Short exercise 1: In the court judgment excerpt, what does the judge state is the function to be carried out that day?

The defendants failed to follow his instructions as to the type of case that he wanted to pursue and then failed to adduce the evidence that he wanted to be adduced. He says, and I quote, "If the evidence had been produced the result would have been different and I would have been getting my trainer's licence back". He also says that Mr V'Landys would have been removed from his position in Racing New South Wales.
I have had regard to all of the material in the court book and in particular the affidavit evidence of the plaintiffs.
It is clear that the plaintiff is aggrieved with his treatment from Racing New South Wales which he says arose out of his activities as a whistleblower. It is clear that he is aggrieved that matters relating to the operation of the CHAPS scheme and the conduct of Racing New South Wales were not exposed during the original case.
I hasten to add that I am not in this judgment making any comment or observation on the truth, accuracy, or content of the plaintiff's allegations. My function today is to determine the motion filed by the defendants.
It is important also to have regard to the nature of the relief sought. The relief sought is set out in the amended statement of claim as follows:
A declaration 2015 NSWSC 1709 decision was not in line with plaintiff instructions presented to Ross Koffel [by plaintiff & client Joseph Golden] which resulted in professional negligence's & possible incorrect tort used against Racing NSW [RNSW] that ignored confirmation of $40k-$50k trainers CHAPS fraud & cover up & led to identify RNSW $170m public funds embezzlement.
A declaration 2015 NSWSC 1709 decision was not in line with plaintiff instructions presented to Koffel Pty Ltd [KPL] law firm [by plaintiff & client Joseph Golden] which resulted in professional negligence's & possible incorrect tort used against RNSW, which ignored confirmation $40k-$50k trainers CHAPS fraud & cover up & led to identify RNSW $170m public funds embezzlement
A declaration the 2015 NSWSC 1709 decision excluded RNSW public funds fraud facilitations cover up & embezzlement & discovered document papers & [was] not per client instructions presented to Ross Koffel which resulted in 40 year losses by plaintiff resulting from KPL professional negligence's.

Provided records:

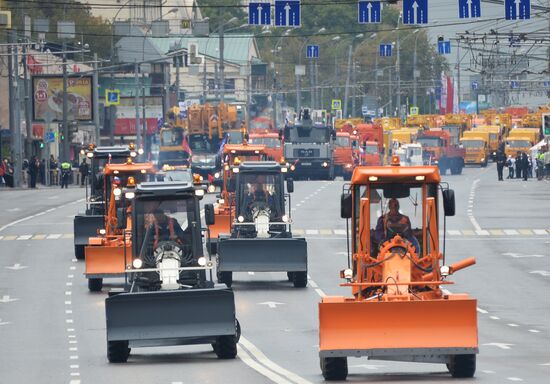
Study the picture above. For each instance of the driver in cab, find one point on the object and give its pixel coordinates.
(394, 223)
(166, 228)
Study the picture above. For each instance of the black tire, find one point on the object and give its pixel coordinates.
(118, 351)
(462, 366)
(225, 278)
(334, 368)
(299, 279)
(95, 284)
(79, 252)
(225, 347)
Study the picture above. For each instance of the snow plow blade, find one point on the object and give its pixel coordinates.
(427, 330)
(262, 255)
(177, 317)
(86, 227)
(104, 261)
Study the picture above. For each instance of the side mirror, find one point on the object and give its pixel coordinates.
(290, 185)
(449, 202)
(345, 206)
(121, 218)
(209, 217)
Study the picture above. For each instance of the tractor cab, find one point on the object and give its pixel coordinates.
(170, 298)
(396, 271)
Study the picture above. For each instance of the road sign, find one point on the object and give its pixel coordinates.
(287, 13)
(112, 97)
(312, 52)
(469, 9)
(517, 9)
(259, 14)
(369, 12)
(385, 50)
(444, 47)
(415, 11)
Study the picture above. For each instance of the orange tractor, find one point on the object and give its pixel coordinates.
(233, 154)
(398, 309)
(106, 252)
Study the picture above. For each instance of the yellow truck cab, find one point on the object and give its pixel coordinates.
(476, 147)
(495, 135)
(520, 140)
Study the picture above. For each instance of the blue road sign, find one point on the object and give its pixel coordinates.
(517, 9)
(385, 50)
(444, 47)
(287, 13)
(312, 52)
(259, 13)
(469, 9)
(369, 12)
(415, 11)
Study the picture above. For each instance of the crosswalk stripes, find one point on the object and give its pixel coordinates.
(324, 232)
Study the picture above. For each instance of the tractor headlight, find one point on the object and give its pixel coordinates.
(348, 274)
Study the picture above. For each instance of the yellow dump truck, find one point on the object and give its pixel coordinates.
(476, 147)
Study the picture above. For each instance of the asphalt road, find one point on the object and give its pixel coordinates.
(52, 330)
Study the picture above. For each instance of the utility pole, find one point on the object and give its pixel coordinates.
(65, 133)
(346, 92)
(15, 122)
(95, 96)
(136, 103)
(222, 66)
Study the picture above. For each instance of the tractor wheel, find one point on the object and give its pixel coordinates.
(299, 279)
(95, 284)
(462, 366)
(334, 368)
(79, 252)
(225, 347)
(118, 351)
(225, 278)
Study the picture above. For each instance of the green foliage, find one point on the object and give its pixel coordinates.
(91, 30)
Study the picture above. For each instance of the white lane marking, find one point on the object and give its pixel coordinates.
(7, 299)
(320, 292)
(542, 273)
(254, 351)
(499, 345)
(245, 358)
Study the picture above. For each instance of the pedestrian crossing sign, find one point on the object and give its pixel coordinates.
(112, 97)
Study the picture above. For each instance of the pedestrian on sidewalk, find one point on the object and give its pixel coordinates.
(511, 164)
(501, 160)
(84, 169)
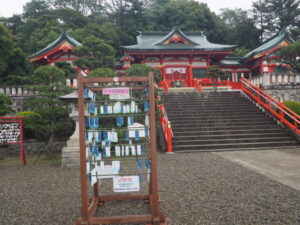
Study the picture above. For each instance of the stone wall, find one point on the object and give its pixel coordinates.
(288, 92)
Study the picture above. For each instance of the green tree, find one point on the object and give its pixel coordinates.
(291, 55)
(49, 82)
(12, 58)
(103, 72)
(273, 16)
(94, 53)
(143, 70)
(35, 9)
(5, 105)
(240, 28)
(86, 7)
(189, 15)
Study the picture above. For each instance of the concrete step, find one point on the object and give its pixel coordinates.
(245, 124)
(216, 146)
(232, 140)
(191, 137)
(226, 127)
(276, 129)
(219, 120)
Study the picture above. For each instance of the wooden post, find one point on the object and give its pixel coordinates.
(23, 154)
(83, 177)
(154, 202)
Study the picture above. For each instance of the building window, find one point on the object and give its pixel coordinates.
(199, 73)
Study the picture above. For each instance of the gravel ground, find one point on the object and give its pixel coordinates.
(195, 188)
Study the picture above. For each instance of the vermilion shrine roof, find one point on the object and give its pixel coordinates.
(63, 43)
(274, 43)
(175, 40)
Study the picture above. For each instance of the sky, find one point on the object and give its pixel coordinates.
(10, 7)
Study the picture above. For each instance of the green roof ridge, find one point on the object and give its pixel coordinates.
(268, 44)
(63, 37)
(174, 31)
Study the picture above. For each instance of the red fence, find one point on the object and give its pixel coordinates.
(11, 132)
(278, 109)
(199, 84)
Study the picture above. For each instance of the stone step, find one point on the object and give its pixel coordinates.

Short exercise 2: In the listing, substitute "wooden fence" for "red fence" in the lines from the one containing "Study the picture above. For each instance of the green roof" through the end of the listing, and write out only those lines with nothing else changed.

Full solution 1: To determine the motion filed by the defendants.

Full solution 2:
Study the picture above. For each instance of the green roof ridge, find one point on the object and give its pixel coordinates.
(268, 44)
(63, 37)
(174, 31)
Study the picture above. For each instance of the wooden fence, find one point on the object and give its pixel coordinates.
(11, 132)
(278, 109)
(199, 84)
Study the picture above. For each instance of the stone step, find one point on the object and give its pixel coordinates.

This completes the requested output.